● **Problem**: The lines to copy run from the one containing "Where can you spot the knuckle?" to the end of the listing. Please write them out exactly, minus the pictures.

● **Provided information**:

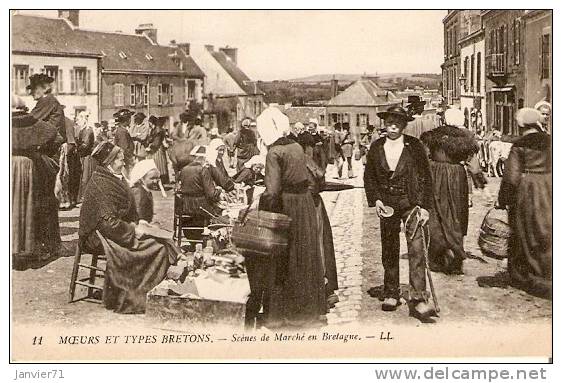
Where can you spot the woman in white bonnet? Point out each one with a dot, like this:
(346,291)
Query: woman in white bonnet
(144,175)
(526,189)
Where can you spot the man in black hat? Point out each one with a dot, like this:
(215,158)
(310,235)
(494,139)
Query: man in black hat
(121,135)
(397,175)
(48,108)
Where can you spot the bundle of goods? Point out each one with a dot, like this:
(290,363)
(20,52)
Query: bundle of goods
(494,234)
(261,232)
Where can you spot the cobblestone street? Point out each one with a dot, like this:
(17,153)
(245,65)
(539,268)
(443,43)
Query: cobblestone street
(40,295)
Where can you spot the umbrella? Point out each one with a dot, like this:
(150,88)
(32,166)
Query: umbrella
(272,125)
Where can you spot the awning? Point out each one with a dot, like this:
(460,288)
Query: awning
(506,88)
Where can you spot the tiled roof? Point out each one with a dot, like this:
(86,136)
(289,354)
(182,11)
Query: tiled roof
(249,86)
(49,36)
(119,51)
(303,113)
(363,92)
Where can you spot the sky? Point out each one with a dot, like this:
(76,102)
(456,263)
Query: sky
(280,45)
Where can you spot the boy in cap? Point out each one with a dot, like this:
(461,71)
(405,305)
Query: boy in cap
(397,175)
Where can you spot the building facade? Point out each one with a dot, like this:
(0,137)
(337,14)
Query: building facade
(359,104)
(140,75)
(538,56)
(505,68)
(472,78)
(451,62)
(48,45)
(229,94)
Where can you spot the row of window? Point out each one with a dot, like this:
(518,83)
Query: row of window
(138,94)
(79,78)
(361,119)
(471,71)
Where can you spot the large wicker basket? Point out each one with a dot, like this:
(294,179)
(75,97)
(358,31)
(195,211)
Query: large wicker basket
(494,234)
(261,233)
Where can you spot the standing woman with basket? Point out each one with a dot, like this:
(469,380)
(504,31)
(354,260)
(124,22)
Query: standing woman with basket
(298,298)
(526,190)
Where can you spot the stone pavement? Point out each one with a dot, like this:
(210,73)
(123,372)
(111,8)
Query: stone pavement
(40,294)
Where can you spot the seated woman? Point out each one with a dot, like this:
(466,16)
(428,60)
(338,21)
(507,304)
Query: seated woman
(251,175)
(215,155)
(197,186)
(144,175)
(136,262)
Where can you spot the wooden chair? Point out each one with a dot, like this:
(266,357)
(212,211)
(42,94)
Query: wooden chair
(96,270)
(190,227)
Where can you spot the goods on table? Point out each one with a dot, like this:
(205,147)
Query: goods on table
(494,234)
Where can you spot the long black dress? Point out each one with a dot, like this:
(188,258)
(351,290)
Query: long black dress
(35,223)
(299,297)
(526,189)
(448,224)
(134,266)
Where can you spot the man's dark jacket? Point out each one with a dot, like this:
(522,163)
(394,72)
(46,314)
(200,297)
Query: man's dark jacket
(413,168)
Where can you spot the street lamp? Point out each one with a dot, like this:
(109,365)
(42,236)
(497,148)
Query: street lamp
(462,80)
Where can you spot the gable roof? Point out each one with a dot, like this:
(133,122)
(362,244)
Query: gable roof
(303,113)
(243,81)
(119,52)
(363,92)
(42,35)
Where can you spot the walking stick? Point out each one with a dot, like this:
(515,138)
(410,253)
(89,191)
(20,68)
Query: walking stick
(426,260)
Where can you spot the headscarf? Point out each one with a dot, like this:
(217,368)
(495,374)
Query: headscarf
(528,118)
(272,125)
(140,169)
(454,117)
(212,150)
(255,160)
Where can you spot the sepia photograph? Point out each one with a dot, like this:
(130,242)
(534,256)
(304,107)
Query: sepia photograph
(281,185)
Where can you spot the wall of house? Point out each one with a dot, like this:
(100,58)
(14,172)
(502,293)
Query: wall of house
(505,94)
(72,102)
(172,110)
(537,88)
(217,80)
(474,97)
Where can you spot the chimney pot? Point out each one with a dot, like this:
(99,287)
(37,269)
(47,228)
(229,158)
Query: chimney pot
(232,53)
(72,15)
(149,31)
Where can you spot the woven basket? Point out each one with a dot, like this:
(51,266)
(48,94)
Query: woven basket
(261,233)
(494,234)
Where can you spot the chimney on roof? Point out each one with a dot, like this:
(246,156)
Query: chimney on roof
(184,47)
(232,53)
(148,30)
(72,15)
(333,87)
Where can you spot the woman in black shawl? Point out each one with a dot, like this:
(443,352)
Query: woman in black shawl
(316,178)
(449,147)
(136,261)
(298,298)
(526,189)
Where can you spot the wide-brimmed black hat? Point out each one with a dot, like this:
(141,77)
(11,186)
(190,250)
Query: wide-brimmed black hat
(105,152)
(397,111)
(122,115)
(38,79)
(415,100)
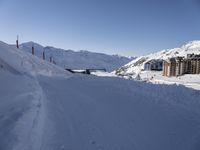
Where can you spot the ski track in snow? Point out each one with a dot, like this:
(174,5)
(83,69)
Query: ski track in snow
(43,107)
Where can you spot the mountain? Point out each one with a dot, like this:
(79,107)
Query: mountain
(43,107)
(137,65)
(78,59)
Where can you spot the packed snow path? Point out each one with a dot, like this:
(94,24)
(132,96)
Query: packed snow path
(88,113)
(96,113)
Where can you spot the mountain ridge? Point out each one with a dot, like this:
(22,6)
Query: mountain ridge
(137,65)
(77,59)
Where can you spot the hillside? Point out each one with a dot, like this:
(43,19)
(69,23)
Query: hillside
(78,59)
(137,65)
(43,107)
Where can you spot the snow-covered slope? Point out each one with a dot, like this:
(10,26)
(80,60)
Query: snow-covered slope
(85,112)
(79,59)
(137,65)
(15,60)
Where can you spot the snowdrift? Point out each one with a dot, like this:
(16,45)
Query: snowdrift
(137,65)
(77,59)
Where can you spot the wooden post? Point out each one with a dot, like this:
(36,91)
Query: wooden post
(43,55)
(17,41)
(33,50)
(50,59)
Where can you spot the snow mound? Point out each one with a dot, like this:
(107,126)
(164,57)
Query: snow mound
(16,61)
(137,65)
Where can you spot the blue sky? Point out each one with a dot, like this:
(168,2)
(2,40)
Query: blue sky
(126,27)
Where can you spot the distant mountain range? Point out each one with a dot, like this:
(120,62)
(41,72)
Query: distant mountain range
(77,59)
(137,65)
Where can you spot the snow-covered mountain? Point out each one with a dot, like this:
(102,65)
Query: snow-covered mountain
(77,60)
(137,65)
(43,107)
(16,61)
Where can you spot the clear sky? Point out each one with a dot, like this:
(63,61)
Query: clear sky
(126,27)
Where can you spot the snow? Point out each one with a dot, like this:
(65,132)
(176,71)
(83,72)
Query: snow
(191,81)
(137,65)
(78,59)
(44,107)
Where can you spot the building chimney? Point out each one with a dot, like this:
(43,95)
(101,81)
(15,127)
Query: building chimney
(17,41)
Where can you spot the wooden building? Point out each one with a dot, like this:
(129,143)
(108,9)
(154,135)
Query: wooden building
(155,64)
(180,65)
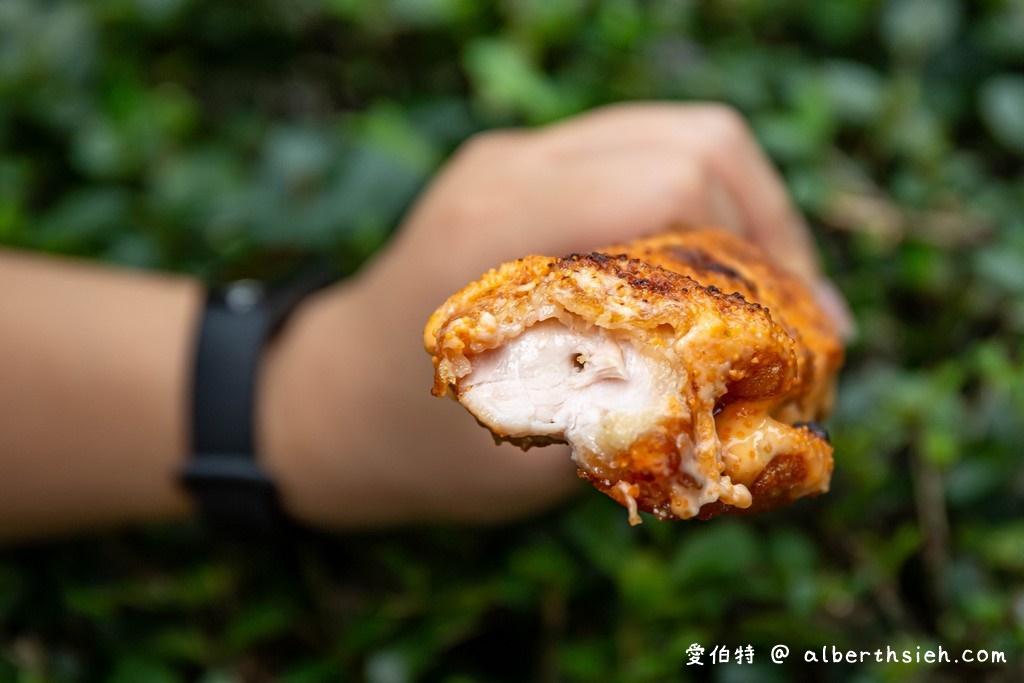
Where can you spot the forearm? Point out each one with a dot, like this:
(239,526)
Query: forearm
(93,379)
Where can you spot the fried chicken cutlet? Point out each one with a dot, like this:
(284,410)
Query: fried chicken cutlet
(685,371)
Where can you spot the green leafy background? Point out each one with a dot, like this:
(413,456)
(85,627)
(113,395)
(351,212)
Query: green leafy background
(219,138)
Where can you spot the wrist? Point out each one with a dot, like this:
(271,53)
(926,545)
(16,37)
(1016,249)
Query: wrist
(298,406)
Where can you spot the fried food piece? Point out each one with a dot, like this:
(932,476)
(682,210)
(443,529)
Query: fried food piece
(685,371)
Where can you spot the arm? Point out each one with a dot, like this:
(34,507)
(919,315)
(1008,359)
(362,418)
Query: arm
(92,387)
(96,363)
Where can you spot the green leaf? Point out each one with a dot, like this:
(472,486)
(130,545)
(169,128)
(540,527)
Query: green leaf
(1000,101)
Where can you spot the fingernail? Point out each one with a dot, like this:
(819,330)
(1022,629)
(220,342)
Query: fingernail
(835,305)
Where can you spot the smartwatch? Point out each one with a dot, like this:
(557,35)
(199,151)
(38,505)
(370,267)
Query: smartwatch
(236,497)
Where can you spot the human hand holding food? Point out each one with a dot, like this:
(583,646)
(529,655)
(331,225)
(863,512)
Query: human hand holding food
(351,430)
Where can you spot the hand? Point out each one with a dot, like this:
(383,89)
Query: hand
(351,429)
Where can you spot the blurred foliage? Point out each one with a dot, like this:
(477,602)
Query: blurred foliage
(229,137)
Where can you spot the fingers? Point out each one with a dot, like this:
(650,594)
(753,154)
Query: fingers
(717,138)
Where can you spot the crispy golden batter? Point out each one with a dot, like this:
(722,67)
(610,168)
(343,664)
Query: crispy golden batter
(679,368)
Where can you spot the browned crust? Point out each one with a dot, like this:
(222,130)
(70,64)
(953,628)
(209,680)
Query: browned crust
(742,330)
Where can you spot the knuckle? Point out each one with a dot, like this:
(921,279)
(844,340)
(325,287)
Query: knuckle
(725,125)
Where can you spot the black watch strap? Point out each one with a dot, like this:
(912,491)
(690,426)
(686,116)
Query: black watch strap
(235,495)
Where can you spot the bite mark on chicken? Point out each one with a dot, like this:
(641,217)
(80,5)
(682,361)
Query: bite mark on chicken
(588,387)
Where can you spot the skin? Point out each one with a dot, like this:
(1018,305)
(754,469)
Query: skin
(95,380)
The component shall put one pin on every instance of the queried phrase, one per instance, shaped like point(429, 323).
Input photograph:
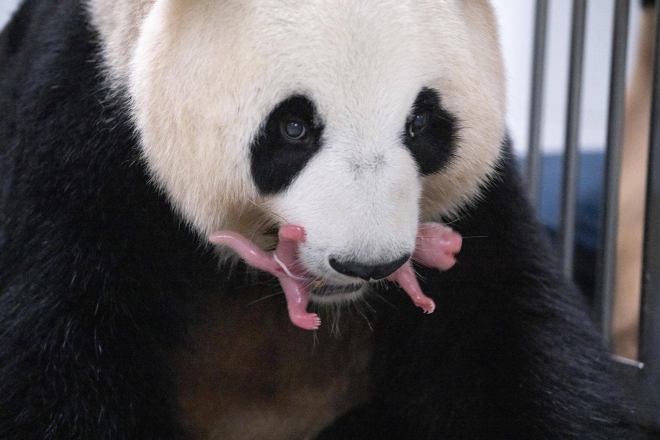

● **Written answer**:
Where can you spot the knuckle? Point out each one with a dot, like this:
(921,279)
(844,340)
(325,287)
Query: knuckle
(725,125)
Where can you spot the black watch strap? Point out each one with a dot, like this:
(912,491)
(690,426)
(686,116)
Query: black watch strap
(235,495)
Where can you spot the bite mark on chicken? Point out each one with a dot, like this:
(641,217)
(80,5)
(682,361)
Query: bite mark on chicken
(588,387)
Where can you spot the skin? Point out each one with a dot, like this:
(1018,305)
(754,469)
Query: skin
(95,380)
The component shall put one pin on every instance of the queried phrase, one per instance, shaped like point(429, 323).
Input photograph:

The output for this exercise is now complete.